AIM A:
Decide whether each statement below agrees with the trip account that follows. Answer yes or no for each, and quote the words from the trip account that decide it.

(i) The writer skipped the drinks to avoid making the woman in the next seat get up.
(ii) The writer paid $40 for an Even More Space seat.
(iii) The weather during the meetings was mostly sunny.
— Begin EXCERPTED PASSAGE —
When the flight attendant came by with drinks, I passed. I didn’t want to have to go to the bathroom and make that sweet woman next to me get up. Instead I logged back on, and wifi was even faster than on the first flight. (Still, no VPN.)
We climbed up into the clouds and eventually poked our heads up just above the highest layer. Here’s my view of Mt Hood or maybe Mt Shasta or possibly Mt Pinatubo:
I couldn’t see anything the whole way up which is always a bummer when flying through this part of the country. But so be it. At least it was a smooth ride.
We started descending soon after we reached cruise, and the two new besties next to me were getting even closer. The woman on the aisle said she’d be happy to help the woman in the middle get out of the airplane and find her way. It was just a feel-good kind of flight.
After cutting through all the clouds, we landed and it was time to get to work. The weather was great for meetings… we almost never saw the sun the whole time, and it rained a lot. That being said, it was very productive, and more importantly, we had a great time. Nearly everyone packed up and left on Sunday, but I stayed one more night to see family and friends.
I did check in on Sunday, however, and I had hoped to finally get myself a seat. Only Even More Space seats were available when I booked, and I had no interest in paying $40 for more legroom than the already-generous regular coach seats. When I checked in, there was still nothing on the seat map, so I was told to get one at the airport. Alrighty.
I woke up at 4, finished packing and headed out to the airport, arriving right around 5. I pulled up my boarding pass to get through security when I realized I had been given a seat, 6D. I’m a window person, so this was obviously not ideal for me, but I couldn’t complain. I was surprised that this was a regular coach seat. They must block a couple rows that they don’t allow for advance assignment.
On the other side of security, I slowly strolled toward my gate when I heard increasingly-loud chatter. When I got to the gate, the sound was deafening. There was a huge group of high school kids who apparently didn’t realize how early it was. They were surprisingly chipper, and exceedingly loud. I briefly stopped to ask the gate agent if there were any window seats — there weren’t — and then I made a beeline for another gate where I could at least hear myself think.
— End EXCERPTED PASSAGE —
AIM B: Format the entries from the line containing "Roster-mapping task: tag the open" through the last line of the entries as a numbered list, leaving out any blank lines.
— Begin SUPPLIED RECORDS —
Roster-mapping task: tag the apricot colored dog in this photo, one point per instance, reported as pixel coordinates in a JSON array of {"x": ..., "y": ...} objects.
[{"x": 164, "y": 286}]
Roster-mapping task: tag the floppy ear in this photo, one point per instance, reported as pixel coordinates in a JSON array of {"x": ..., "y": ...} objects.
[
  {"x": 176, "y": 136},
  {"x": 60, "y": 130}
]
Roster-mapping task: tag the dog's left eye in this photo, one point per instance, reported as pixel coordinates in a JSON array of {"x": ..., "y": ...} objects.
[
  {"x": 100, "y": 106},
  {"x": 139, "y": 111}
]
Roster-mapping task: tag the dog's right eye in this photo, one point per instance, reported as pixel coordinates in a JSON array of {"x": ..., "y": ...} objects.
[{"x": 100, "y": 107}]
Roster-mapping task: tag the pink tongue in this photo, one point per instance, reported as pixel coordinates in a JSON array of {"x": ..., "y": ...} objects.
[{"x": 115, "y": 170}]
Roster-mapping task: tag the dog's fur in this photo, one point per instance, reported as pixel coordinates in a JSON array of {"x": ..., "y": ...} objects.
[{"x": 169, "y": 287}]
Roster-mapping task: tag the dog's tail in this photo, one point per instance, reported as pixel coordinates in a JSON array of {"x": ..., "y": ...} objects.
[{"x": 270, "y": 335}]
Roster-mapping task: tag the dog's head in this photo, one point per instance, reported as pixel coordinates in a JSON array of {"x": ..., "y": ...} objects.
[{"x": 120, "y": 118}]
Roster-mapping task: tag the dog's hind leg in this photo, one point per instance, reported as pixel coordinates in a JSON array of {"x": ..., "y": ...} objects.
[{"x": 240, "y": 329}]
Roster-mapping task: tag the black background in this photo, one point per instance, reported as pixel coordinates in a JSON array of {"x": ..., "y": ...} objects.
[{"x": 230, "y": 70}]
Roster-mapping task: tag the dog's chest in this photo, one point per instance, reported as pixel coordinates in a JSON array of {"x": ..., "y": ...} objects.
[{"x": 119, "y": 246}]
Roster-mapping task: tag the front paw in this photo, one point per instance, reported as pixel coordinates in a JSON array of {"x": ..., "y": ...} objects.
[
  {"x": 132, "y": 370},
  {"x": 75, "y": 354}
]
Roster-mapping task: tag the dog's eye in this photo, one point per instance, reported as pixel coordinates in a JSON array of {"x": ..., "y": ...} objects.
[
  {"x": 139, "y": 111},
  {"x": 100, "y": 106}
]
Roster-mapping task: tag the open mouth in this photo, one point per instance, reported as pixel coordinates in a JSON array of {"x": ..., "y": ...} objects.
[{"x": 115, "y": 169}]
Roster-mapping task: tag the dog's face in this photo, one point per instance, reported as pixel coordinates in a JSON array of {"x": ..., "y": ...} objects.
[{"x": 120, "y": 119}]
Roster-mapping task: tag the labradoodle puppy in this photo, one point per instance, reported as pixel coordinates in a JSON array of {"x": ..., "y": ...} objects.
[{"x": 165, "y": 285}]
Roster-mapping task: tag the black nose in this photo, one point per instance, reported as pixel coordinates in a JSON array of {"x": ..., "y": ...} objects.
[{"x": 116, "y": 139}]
— End SUPPLIED RECORDS —
PROBLEM SOLUTION A:
(i) Yes: "I didn’t want to have to go to the bathroom and make that sweet woman next to me get up."
(ii) No: "I had no interest in paying $40 for more legroom than the already-generous regular coach seats."
(iii) No: "we almost never saw the sun the whole time, and it rained a lot."

PROBLEM SOLUTION B:
1. Roster-mapping task: tag the open mouth in this photo, one point per instance, reported as pixel coordinates in a JSON array of {"x": ..., "y": ...} objects.
2. [{"x": 115, "y": 169}]
3. Roster-mapping task: tag the dog's face in this photo, one point per instance, reported as pixel coordinates in a JSON array of {"x": ..., "y": ...} objects.
4. [{"x": 120, "y": 119}]
5. Roster-mapping task: tag the labradoodle puppy in this photo, one point per instance, reported as pixel coordinates in a JSON array of {"x": ..., "y": ...} objects.
6. [{"x": 165, "y": 285}]
7. Roster-mapping task: tag the black nose in this photo, one point per instance, reported as pixel coordinates in a JSON array of {"x": ..., "y": ...} objects.
8. [{"x": 116, "y": 139}]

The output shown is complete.